Your task is to output, without alteration, each line from the one containing "Target: wooden floor" through the final line of the records below.

*** Material provided

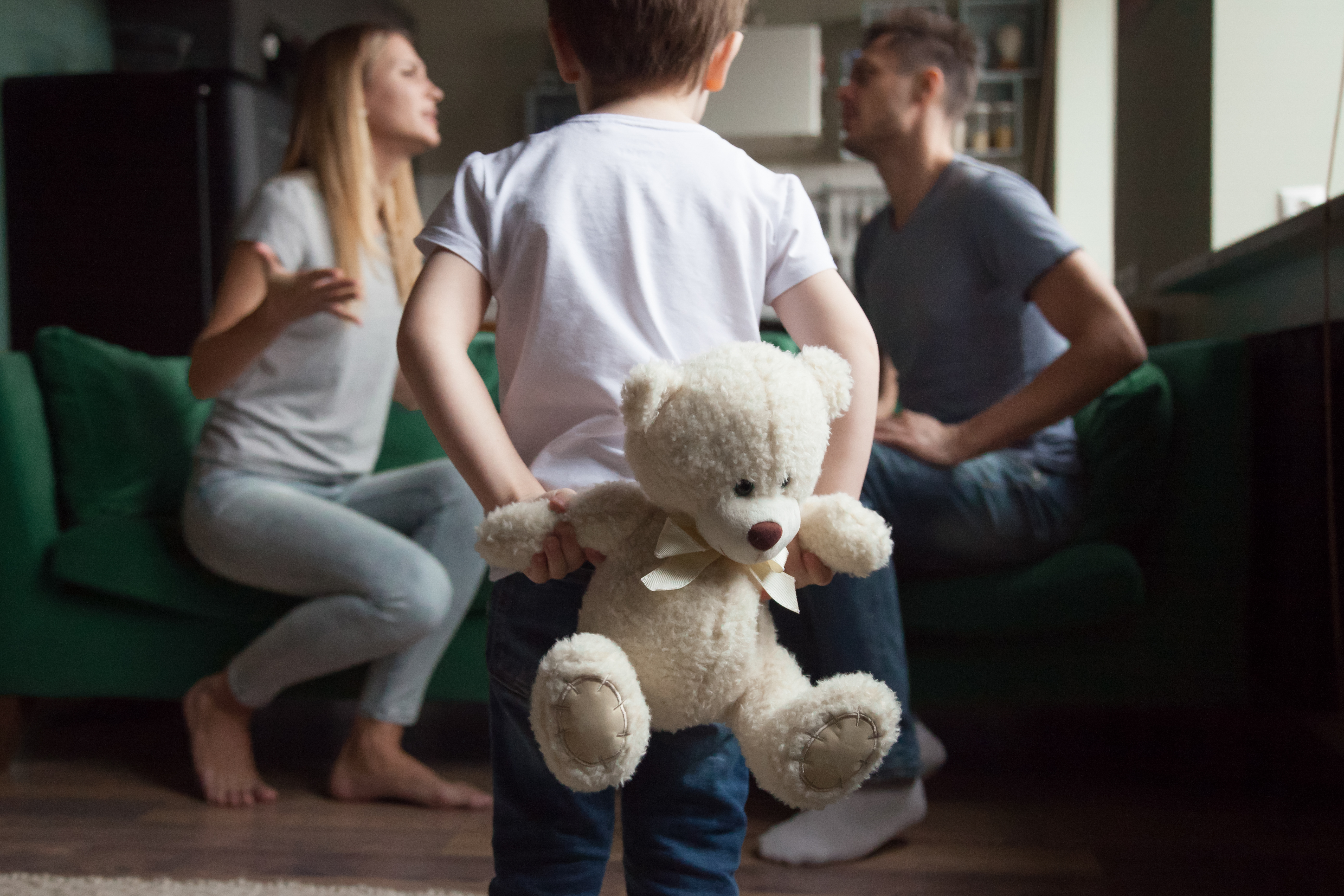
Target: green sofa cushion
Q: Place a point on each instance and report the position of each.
(1124, 439)
(123, 425)
(1083, 585)
(147, 561)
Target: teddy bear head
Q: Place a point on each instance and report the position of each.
(734, 440)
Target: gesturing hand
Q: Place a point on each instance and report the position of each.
(561, 553)
(292, 296)
(923, 437)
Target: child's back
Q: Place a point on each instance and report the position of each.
(608, 241)
(612, 240)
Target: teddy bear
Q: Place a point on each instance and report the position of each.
(726, 449)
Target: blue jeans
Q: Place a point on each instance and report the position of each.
(388, 562)
(682, 813)
(995, 510)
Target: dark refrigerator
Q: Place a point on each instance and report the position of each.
(121, 195)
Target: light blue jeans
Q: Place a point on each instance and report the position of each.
(388, 563)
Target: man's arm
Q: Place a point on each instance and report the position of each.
(441, 318)
(1104, 346)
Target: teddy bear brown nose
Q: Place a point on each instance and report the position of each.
(764, 535)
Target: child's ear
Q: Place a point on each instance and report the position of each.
(725, 53)
(644, 393)
(832, 375)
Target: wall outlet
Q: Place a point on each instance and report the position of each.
(1295, 201)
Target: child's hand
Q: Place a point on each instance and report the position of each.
(561, 553)
(806, 569)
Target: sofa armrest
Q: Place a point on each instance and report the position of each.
(27, 481)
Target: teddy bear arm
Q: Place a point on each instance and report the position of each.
(845, 535)
(509, 537)
(605, 516)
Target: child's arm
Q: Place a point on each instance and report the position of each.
(822, 311)
(443, 315)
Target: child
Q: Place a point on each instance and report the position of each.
(624, 234)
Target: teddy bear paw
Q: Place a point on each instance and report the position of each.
(839, 751)
(589, 714)
(592, 720)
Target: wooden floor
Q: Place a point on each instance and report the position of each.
(1107, 804)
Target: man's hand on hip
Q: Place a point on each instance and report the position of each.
(923, 437)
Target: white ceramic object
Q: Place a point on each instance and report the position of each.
(1008, 41)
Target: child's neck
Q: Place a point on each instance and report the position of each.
(674, 104)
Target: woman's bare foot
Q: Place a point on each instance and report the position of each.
(374, 766)
(221, 745)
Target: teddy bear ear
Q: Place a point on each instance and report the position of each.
(644, 393)
(832, 375)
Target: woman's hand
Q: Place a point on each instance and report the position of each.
(561, 553)
(293, 296)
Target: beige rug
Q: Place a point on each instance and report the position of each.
(54, 886)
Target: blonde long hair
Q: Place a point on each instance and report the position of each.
(330, 138)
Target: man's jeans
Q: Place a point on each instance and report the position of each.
(991, 511)
(682, 813)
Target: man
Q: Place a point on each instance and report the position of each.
(999, 330)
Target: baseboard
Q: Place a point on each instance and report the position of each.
(10, 725)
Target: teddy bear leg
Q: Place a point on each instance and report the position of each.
(589, 714)
(816, 745)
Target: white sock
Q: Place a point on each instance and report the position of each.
(848, 829)
(932, 753)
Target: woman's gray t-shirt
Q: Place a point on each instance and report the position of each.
(948, 298)
(314, 405)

******

**Solution to the exercise:**
Target: wooden floor
Q: Place a point on each instance and report the position of each.
(1107, 804)
Target: man's hand on hip
Q: Place a point on each instance and report the position of each.
(923, 437)
Target: white ceramic object
Q: Place a point on each instance and report the position of each.
(1008, 41)
Target: child's neck
Q: Place a point on each instance and report the position of each.
(674, 104)
Target: woman's bare foot
Q: Place a point on each instance and report the position of each.
(374, 766)
(221, 745)
Target: teddy bear ear
Q: Place a point on each instance and report the position of each.
(644, 393)
(832, 375)
Target: woman's hand
Q: Place a point on each instance and report the position of each.
(561, 553)
(293, 296)
Target: beige rug
Q: Place a point on each instance and report the position of each.
(54, 886)
Target: blonde long hair
Q: Place a point on each instance and report the position of each.
(330, 138)
Target: man's jeans
Q: Place a point on each instance and report the position of each.
(991, 511)
(682, 813)
Target: man
Q: Place a point on each instance and report the position of each.
(999, 330)
Target: baseboard
Q: Place a point on each instance and report the position of each.
(10, 725)
Target: teddy bear leg
Q: Place a point on each instance and report the position of each.
(589, 714)
(816, 745)
Target: white sock
Q: Place a point on each instance and report the position of each.
(848, 829)
(932, 753)
Target: woman's gray t-shirt
Q: Place a point on each instance and report the position of each.
(948, 298)
(314, 405)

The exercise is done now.